=== Quelle ===
══════

# Breaking Dawn: Sex-Szenen nur in Nahaufnahmen



## Stefan102 (16 Nov. 2011)

​
Twilight-Fans freuen sich natürlich vor allem auf die langersehnte romantische Hochzeit zwischen Bella und Edward, doch dass anschließend auch noch der heiße Sex kommt, ist sicher ebenfalls nicht zu verachten. So einige Details haben die Breaking Dawn-Stars Kristen Stewart (21) und Robert Pattinson (25) ja schon verraten, doch sie plaudern munter weiter, sodass wir immer mehr erfahren.

Nachdem wir also bereits wissen, dass Robs Tanga zu klein war, die Sexszenen eigentlich viel zu scharf sind und das Workout vor dem Dreh der sexy Szenen hart war, erfuhren wir nun auch, wie nah wir uns die Szenen bald im Kino ansehen können: sehr nah! Denn Kristen erklärte gegenüber MTV News, dass die Sex-Szenen überwiegend in Close-ups gezeigt werden. Das heißt, den Fans wird kein Detail der romantischen Liebesnacht zwischen Bella und Edward entgehen. Und dass die beiden Stars, die auch im realen Leben ein Paar sind, sich alle Mühe gegeben haben, ist ja selbstverständlich.

Ab dem 24. November 2011 können wir dann auf der großen Leinwand sehen, wie romantisch und heiß es wirklich zwischen den beiden wird – und wie gesagt, alles ganz, ganz nah. 

(Quelle: promiflash)


----------



## Q (16 Nov. 2011)

Tanga zu klein? rofl3 :thx: für die wichtige Info, dann darf man mal gespannt sein


----------



## Punisher (16 Nov. 2011)

Close-Ups sind prädestiniert für Body-Doubles


----------

══════

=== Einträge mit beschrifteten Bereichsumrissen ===
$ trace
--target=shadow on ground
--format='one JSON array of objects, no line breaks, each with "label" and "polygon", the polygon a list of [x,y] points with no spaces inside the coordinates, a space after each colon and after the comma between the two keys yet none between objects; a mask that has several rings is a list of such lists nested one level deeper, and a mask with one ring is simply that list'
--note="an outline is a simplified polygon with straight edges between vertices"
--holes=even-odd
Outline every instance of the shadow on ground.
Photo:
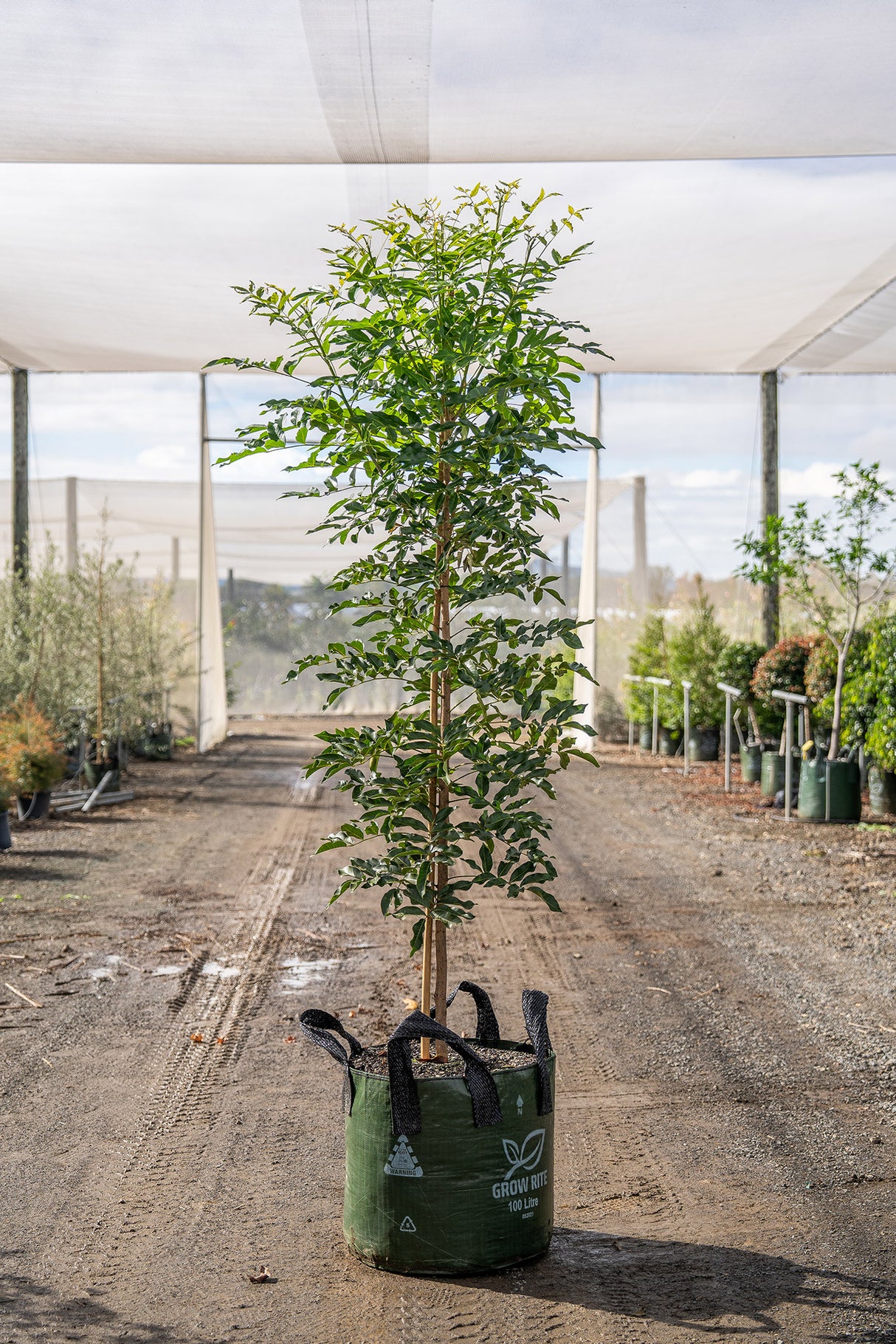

══════

=== Aufgabe ===
Ab welchem Datum ist der Film laut dem Forumsbeitrag über Breaking Dawn im Kino zu sehen?

=== Lösung ===
Ab dem 24. November 2011.